= REQUIRED WORK =
**A.** In the news article on rising insurance premiums, what percentage increase will Allergy and Asthma Clinics of Georgia pay in annual premiums for its workers?
**B.** Quote the news article on rising insurance premiums between "Now they'll pay" and "salaries for executives.", inclusive.
**C.** Extend the news article on rising insurance premiums, starting after its final sentence.

Insurance premiums rise, even for doctor's group -, South Georgia News, Weather, Sports

Insurance premiums rise, even for doctor's group

November 29, 2007

Albany-  An Albany doctors group may no longer be able to pay the full cost of health insurance for their employees, and they blame high prices at Phoebe Putney Hospital.

Annual insurance premiums for the 26 workers at Allergy and Asthma Clinics of Georgia will jump 30 percent. They say something must be done to lower the cost of health care in southwest Georgia.

The doctors at Allergy and Asthma Clinics of Georgia know a thing or two about rising health care costs, but even they were shocked to learn their own benefit premiums for 26 workers would increase 30 percent. They asked their insurance provider why?

"What's the cause for this increase, and the finger was pointed squarely at Phoebe Putney," said Alan Moree, Allergy and Asthma Clinics of Georgia Administrator.

Now they'll pay $6,600 per employee. While employee benefits are fully funded by the company that may soon change.

"We feel like we're caught in between. Our doctors are committed to providing that benefits for our employees, but the cost is becoming prohibitive at this point," said Moree.

They say a report released Wednesday by a group called Georgia Watch made them question if they're paying for Phoebe's pricing strategy and high salaries for executives.

= RECORDS SHOWN =
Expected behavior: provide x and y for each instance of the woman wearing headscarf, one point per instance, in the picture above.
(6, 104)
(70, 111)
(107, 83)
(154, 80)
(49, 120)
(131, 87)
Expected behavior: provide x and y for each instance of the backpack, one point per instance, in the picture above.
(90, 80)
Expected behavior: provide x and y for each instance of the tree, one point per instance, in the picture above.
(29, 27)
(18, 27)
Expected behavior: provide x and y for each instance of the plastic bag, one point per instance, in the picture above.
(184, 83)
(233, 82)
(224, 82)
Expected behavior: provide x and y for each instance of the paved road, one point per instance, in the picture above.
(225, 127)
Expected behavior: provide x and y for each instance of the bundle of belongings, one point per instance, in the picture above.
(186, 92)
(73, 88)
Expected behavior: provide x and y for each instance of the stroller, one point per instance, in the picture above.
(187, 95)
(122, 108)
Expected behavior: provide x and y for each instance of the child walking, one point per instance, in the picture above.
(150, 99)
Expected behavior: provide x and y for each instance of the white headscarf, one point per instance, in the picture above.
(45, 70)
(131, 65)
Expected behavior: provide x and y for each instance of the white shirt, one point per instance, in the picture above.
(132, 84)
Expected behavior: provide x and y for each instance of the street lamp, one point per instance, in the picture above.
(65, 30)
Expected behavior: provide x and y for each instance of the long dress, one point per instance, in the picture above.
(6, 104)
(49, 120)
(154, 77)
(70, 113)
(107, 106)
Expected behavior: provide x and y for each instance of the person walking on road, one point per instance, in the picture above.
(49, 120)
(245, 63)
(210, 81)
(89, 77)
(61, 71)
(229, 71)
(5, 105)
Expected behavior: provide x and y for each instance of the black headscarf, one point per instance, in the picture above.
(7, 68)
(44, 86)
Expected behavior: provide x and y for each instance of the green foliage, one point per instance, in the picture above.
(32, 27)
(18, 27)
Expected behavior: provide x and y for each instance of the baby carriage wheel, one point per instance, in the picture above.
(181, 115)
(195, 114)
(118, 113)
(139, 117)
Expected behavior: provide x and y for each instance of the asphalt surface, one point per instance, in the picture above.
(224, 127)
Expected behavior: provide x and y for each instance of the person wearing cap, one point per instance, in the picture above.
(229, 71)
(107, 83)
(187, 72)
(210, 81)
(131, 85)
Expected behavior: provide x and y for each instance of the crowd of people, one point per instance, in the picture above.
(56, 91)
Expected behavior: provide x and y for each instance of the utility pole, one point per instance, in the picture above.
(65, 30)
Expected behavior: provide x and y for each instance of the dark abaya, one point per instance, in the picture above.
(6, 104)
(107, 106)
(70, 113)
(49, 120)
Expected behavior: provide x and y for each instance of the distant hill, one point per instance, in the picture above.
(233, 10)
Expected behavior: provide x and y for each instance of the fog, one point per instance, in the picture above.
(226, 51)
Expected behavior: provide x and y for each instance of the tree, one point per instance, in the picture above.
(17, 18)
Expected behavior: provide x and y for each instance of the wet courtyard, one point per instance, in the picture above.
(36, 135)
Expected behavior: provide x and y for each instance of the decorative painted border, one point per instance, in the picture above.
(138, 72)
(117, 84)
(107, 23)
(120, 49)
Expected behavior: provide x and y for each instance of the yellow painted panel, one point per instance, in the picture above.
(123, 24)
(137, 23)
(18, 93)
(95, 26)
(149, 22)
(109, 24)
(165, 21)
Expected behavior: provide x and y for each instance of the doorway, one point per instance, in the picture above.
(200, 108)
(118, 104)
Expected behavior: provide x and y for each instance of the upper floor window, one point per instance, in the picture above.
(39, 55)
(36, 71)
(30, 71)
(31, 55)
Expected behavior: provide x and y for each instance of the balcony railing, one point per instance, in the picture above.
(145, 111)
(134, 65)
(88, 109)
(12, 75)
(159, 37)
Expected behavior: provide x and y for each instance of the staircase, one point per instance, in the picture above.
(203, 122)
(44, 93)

...

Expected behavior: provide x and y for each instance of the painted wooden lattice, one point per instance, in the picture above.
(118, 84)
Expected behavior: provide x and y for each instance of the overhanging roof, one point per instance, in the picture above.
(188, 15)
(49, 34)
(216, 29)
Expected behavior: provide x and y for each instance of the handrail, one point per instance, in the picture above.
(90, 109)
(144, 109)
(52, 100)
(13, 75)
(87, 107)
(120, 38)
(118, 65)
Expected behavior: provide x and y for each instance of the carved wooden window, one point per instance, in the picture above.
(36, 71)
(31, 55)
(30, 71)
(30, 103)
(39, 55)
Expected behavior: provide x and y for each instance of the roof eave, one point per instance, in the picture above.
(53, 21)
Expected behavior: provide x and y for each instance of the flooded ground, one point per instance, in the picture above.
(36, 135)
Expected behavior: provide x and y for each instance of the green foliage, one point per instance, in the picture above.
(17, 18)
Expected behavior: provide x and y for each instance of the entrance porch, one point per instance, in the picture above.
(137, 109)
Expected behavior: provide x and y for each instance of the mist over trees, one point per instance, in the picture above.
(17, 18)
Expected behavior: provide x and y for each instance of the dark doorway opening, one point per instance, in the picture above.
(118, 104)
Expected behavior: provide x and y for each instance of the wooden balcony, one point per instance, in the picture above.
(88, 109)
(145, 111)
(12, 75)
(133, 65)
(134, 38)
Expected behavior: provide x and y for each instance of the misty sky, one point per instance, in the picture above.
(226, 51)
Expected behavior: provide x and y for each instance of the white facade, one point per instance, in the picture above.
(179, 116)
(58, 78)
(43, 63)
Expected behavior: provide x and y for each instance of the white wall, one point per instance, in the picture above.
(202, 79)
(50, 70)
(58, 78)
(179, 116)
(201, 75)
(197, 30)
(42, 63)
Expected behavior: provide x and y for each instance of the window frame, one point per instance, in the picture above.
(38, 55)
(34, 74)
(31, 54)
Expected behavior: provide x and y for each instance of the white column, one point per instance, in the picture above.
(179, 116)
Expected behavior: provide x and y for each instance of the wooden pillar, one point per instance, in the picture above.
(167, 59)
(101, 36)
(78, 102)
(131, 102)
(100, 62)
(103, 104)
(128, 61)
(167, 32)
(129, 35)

= TASK RESULTS =
**A.** 30 percent.

**B.**
Now they'll pay $6,600 per employee. While employee benefits are fully funded by the company that may soon change.

"We feel like we're caught in between. Our doctors are committed to providing that benefits for our employees, but the cost is becoming prohibitive at this point," said Moree.

They say a report released Wednesday by a group called Georgia Watch made them question if they're paying for Phoebe's pricing strategy and high salaries for executives.

**C.**
"It just seems like we could do a better job in this community of trying to work together businesses and health care providers to bring down the cost of health care," said Moree.

They've talked with other small businesses experiencing similar problems and while they don't have a solution they say competition may help.

"To me, I'm a free market person, I think competition is good, and personally I would like to see changes in the certificate of need laws," said Moree.

Increases in the cost of drugs, supplies, and electricity, are enough to make the cost of doing business high, they say the last thing they needed was a hike in what they consider a valuable benefit for employees.

An independent study on south Georgia's health care prices is almost finished. The report commissioned by the city, county, and Department of Economic Development to look at south Georgia's high medical costs is due out next month.